• _Короткая задача 1_: Согласуются ли с фрагментом текста о «Книге» следующие утверждения? (а) Мишлё высказал подобное замечание раньше Толстого. (б) «Космос» Гумбольдта доступен широким массам. (в) Произведение искусства, отвечающее потребностям современного человечества, уже существует. На каждое ответьте «да» или «нет» и приведите решающие слова фрагмента в точной цитате.

Но все же в его утверждении лежит глубокая идея. Толстой, несомненно, прав, задав такой вопрос: почему Библия до сих пор не превзойдена, как произведение искусства, доступное пониманию всякого? Мишлё раньше Толстого сделал подобное замечание и сказал, что наше столетие нуждается в «книге» (Le Livre), которая должна заключать в высокохудожественной поэтической форме, доступной для всех, воплощение природы во всей ее красоте и истории всего человечества, в его глубочайших общечеловеческих проявлениях. Гумбольдт попытался дать человечеству нечто подобное в своем «Космосе»; но, несмотря на все величие этого произведения, оно доступно лишь очень немногим; ему не удалось еще превратить конечные выводы науки в поэзию, которую поняли бы массы, и мы до сих пор не имеем произведения искусства, которое даже приблизительно удовлетворяло бы эти потребности современного человечества.

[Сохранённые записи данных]
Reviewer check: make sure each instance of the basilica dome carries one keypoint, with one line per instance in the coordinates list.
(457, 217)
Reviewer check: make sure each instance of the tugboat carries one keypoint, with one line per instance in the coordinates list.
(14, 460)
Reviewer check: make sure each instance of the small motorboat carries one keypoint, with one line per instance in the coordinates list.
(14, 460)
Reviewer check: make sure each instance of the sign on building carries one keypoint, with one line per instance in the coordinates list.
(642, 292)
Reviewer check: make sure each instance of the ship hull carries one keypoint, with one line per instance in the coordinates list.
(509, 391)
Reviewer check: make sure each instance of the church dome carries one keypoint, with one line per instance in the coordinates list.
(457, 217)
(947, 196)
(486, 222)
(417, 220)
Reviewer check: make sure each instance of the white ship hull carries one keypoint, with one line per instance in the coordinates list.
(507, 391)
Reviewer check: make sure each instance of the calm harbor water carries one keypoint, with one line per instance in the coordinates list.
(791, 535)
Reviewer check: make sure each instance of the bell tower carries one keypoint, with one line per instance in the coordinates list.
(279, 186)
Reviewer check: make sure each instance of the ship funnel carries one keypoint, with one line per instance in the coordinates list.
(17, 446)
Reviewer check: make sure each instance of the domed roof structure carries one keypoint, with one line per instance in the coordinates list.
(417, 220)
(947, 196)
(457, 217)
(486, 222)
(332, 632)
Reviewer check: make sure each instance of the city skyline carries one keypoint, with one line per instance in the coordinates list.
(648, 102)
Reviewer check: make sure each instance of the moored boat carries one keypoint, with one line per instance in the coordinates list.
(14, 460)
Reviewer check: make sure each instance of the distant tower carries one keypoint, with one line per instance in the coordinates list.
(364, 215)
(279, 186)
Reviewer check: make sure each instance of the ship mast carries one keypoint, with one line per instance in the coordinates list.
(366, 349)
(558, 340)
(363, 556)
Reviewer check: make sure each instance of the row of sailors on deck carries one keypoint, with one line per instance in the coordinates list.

• _Короткая задача 2_: Найдите в записях все строки, в которых встречается строка «tower», и перепишите каждую из них.

• _Ожидаемый ответ 1_:
(а) Да: «Мишлё раньше Толстого сделал подобное замечание».
(б) Нет: «оно доступно лишь очень немногим».
(в) Нет: «мы до сих пор не имеем произведения искусства, которое даже приблизительно удовлетворяло бы эти потребности современного человечества».

• _Ожидаемый ответ 2_:
Reviewer check: make sure each instance of the bell tower carries one keypoint, with one line per instance in the coordinates list.
Reviewer check: make sure each instance of the distant tower carries one keypoint, with one line per instance in the coordinates list.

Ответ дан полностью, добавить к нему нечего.